- DATA ENTRIES -
== == ==

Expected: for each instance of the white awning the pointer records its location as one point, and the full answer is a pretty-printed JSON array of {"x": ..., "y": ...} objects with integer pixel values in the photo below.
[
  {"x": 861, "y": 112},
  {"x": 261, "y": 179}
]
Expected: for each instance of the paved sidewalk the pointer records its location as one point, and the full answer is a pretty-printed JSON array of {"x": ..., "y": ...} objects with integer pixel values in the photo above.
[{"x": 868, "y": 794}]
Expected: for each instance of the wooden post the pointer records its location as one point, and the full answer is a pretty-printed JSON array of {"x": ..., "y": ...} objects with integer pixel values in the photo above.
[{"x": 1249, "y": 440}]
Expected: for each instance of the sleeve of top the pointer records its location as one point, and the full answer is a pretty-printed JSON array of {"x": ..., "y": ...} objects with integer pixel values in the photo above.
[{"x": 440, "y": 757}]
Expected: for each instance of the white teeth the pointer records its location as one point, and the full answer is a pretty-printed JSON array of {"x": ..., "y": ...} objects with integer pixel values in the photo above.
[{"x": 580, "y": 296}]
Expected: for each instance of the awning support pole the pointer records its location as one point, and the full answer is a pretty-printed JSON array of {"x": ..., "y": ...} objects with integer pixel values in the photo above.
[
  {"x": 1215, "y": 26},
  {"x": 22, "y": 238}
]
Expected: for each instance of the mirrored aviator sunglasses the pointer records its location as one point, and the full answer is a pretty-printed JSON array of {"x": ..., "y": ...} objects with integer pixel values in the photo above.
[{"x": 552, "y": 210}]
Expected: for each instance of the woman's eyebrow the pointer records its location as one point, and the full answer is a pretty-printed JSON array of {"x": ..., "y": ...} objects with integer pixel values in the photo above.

== == ==

- WRITTEN TASK -
Copy only the stretch running from the line containing "Expected: for each instance of the wooden" to the final line of the entries, both ends included, exactly as it stands.

- RESULT FOR THIS EXERCISE -
Expected: for each instance of the wooden post the pointer records its location as one point, and the full answer is a pretty-printed JSON array of {"x": ..., "y": ...} objects with integer pixel values in the photo above.
[{"x": 1249, "y": 440}]
Expected: for each instance of the sleeve of top the pointer records its location as one point, and the full answer is a pretty-printed JSON array of {"x": ..., "y": ...} objects with integer pixel values in the photo above.
[{"x": 440, "y": 757}]
Expected: for each instance of the white teeth the pointer records its location as one point, and the full answer is a pretty-printed JSON array of {"x": ..., "y": ...} objects with integer pixel values in the photo above.
[{"x": 580, "y": 296}]
Expected: for each instance of the awning support pole the pointer records its location as one point, and the full answer is a pretty-printed JSON array of {"x": ..., "y": ...} objects with integer pixel values in the photo above.
[
  {"x": 1215, "y": 26},
  {"x": 22, "y": 238}
]
Expected: for each instance of the mirrored aviator sunglasses the pointer records its location as one point, and the full answer is a pretty-printed JSON array of {"x": ..., "y": ...} objects with integer pixel values in the photo above.
[{"x": 552, "y": 210}]
Expected: for each instance of the woman's eyebrow the pointer records its location as one point, and the full answer is a pretty-printed JSON array of {"x": ..., "y": ...} objects with integer pixel values in the photo above.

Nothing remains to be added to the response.